*DATA TO EXAMINE*

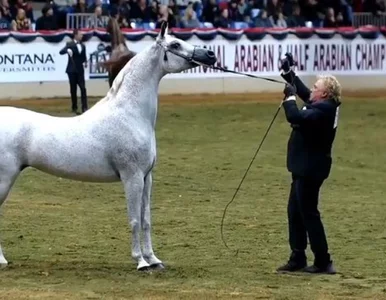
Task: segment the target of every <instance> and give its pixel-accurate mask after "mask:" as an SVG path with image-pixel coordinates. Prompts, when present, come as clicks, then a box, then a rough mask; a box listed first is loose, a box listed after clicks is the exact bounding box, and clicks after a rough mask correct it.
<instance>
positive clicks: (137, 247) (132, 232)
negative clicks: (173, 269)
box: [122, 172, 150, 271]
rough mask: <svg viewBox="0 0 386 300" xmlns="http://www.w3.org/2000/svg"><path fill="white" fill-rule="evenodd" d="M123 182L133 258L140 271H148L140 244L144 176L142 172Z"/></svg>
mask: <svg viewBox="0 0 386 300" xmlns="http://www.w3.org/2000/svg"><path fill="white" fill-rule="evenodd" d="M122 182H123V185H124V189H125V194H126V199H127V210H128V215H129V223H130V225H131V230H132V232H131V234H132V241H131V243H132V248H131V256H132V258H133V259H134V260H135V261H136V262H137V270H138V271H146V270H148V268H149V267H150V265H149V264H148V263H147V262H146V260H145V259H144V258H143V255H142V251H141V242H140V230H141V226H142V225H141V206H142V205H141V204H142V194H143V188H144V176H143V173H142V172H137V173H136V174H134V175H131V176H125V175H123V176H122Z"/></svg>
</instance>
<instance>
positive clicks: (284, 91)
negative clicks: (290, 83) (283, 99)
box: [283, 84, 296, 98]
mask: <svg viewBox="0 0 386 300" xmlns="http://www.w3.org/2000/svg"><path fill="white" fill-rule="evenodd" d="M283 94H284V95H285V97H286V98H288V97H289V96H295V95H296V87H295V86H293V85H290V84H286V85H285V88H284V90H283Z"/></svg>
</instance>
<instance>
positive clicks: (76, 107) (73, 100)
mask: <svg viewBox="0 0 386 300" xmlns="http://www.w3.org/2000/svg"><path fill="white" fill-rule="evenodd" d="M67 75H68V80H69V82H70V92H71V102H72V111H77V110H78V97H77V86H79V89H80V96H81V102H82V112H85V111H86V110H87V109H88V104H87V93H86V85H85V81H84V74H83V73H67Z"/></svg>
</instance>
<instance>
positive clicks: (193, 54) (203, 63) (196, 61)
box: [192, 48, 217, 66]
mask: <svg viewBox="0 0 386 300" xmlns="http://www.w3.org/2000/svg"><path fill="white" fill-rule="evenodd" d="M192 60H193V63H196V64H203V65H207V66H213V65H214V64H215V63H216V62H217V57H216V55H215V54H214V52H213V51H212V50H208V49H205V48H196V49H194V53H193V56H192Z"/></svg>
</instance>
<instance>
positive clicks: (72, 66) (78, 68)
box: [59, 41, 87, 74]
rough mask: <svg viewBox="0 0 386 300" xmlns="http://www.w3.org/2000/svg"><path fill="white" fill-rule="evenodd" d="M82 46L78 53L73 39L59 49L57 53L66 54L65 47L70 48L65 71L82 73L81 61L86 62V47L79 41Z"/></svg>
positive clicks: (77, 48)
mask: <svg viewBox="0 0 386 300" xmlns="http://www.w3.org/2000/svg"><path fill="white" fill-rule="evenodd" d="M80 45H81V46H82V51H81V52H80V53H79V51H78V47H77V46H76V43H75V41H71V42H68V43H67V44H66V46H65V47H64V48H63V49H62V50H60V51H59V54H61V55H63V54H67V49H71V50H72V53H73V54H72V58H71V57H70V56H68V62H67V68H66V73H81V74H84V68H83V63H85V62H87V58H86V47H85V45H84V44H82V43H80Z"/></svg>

*WORK INSTRUCTIONS*
Rewrite the data from the line containing "46L78 53L73 39L59" through the end of the data, changing "rough mask" to "coarse mask" and keeping everything else unchanged.

*RESULT FOR THIS TASK*
coarse mask: <svg viewBox="0 0 386 300" xmlns="http://www.w3.org/2000/svg"><path fill="white" fill-rule="evenodd" d="M82 46L78 53L73 39L59 49L57 53L66 54L65 47L70 48L65 71L82 73L81 61L86 62V47L79 41Z"/></svg>
positive clicks: (77, 48)
mask: <svg viewBox="0 0 386 300" xmlns="http://www.w3.org/2000/svg"><path fill="white" fill-rule="evenodd" d="M80 45H81V46H82V51H81V52H80V53H79V51H78V47H77V46H76V43H75V41H71V42H68V43H67V44H66V46H65V47H64V48H63V49H62V50H60V51H59V54H61V55H63V54H67V49H71V50H72V53H73V54H72V58H71V57H70V56H68V62H67V68H66V73H81V74H84V68H83V63H85V62H87V58H86V47H85V45H84V44H82V43H80Z"/></svg>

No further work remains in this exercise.